◆ Supplied passage:
━━━━━━━━

In 1986 and 1987 I was Head of the Social Sciences department of the Dayton public library.  This meant that every fourth Saturday I was in charge of the Main Library and all 18 branches.  Typically, this was not a problem.  But the threat of a serious event always kind of hung over my head like a cloud.

Early one Saturday morning, Mike, the Pinkerton guard, walked into my office and said "We got a problem."  I couldn't imagine what, since we had just opened, but Mike indicated that I should follow him.

As we headed toward the front staircase I noticed one of our regular homeless guys (I'm pretty sure his name was Tommy) sitting at a table.  He looked up at me rather sheepishly and then quickly turned away.  Tommy was a frail older guy, maybe in his mid-to-late 60s.  Tommy was also an epileptic.  When I saw that he wasn't seizing up I immediately thought that this "problem" couldn't be that bad.

Mike walked straight up to a narrow planter that ran parallel to the front staircase.  Standing directly over the planter, he pointed.  I looked and immediately saw (and smelled) a large splatter of vomit.  When I glanced back at Mike he nodded towards Tommy.  By this time Tommy had taken on the appearance of a whipped pup.  After a few seconds of us looking at him, he blurted out in a feeble attempt at self-defense: "At least most of it's in the planter."

Normally, my next move would have been a no-brainer.  Call the maintenance department.  Unfortunately, it was a Saturday morning, just after 9:00, and the maintenance guy didn't come in until 11:00.  I weighed my options and decided that rather than taking advantage of the always helpful "other duties as assigned" section that appeared at the bottom of everyone's job description, it would be simpler just to clean the mess up myself.

By the time I returned from the maintenance closet with the mop bucket and cleaning supplies, Mike and Tommy were both standing at the planter, gazing intently.  I started working on my very unexpected Saturday chore when Mike announced: "Damn, Tommy - you gotta chew your food better!  I can see everything that you ate."  Tommy explained that he was always hungry and so he usually ate pretty quickly.

I stopped mucking homeless hurl for a couple of seconds and stared at the wall - replaying the conversation that I had just heard.

As soon as I got back to cleaning up, Tommy suddenly became quite animated and indignantly asked: "Where are my green beans?!"  He then explained to Mike that he had eaten green beans at the shelter the night before and that they should be represented in his vomit.

That's right.  Tommy felt gastrointestinally short-changed. 

I guess when a person is destitute and living day-to-day the parameters of ownership are completely redefined.   

After I finished cleaning up, Mike asked me if he should kick Tommy out of the library.  I said "For vomiting?"  He just kind of shrugged.  I told him "No" that he should not kick Tommy out of the library.  But I did ask him to make sure that Tommy remained seated very close to an exit door and that he should hustle Tommy outside if he senses any sort of heaving that is not epilepsy-related.

━━━━━━━━

◆ Information given:

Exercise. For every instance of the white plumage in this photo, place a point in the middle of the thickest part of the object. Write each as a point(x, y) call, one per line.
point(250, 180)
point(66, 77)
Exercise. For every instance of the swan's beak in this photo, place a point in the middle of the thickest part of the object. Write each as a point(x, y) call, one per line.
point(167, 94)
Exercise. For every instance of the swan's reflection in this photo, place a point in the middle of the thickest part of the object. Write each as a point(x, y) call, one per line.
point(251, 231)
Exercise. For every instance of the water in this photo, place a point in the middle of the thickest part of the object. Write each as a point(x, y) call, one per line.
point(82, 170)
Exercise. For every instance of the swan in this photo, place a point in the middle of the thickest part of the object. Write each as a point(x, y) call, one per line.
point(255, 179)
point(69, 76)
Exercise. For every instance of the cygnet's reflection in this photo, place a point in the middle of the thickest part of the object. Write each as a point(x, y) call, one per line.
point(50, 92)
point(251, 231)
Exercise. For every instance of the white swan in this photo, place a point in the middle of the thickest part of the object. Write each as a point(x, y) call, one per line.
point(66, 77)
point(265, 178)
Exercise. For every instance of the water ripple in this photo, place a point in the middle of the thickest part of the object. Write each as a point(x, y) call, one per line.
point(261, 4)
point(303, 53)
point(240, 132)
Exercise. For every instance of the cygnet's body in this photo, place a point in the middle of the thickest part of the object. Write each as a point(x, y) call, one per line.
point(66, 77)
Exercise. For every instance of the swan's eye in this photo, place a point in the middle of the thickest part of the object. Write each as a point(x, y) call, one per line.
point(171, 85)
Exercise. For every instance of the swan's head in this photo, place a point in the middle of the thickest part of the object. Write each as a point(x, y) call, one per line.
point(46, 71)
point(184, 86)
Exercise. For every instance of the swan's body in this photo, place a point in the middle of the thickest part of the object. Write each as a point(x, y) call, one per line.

━━━━━━━━

Write out the library anecdote word for word, from "As soon as I" to "is not epilepsy-related.".

As soon as I got back to cleaning up, Tommy suddenly became quite animated and indignantly asked: "Where are my green beans?!"  He then explained to Mike that he had eaten green beans at the shelter the night before and that they should be represented in his vomit.

That's right.  Tommy felt gastrointestinally short-changed. 

I guess when a person is destitute and living day-to-day the parameters of ownership are completely redefined.   

After I finished cleaning up, Mike asked me if he should kick Tommy out of the library.  I said "For vomiting?"  He just kind of shrugged.  I told him "No" that he should not kick Tommy out of the library.  But I did ask him to make sure that Tommy remained seated very close to an exit door and that he should hustle Tommy outside if he senses any sort of heaving that is not epilepsy-related.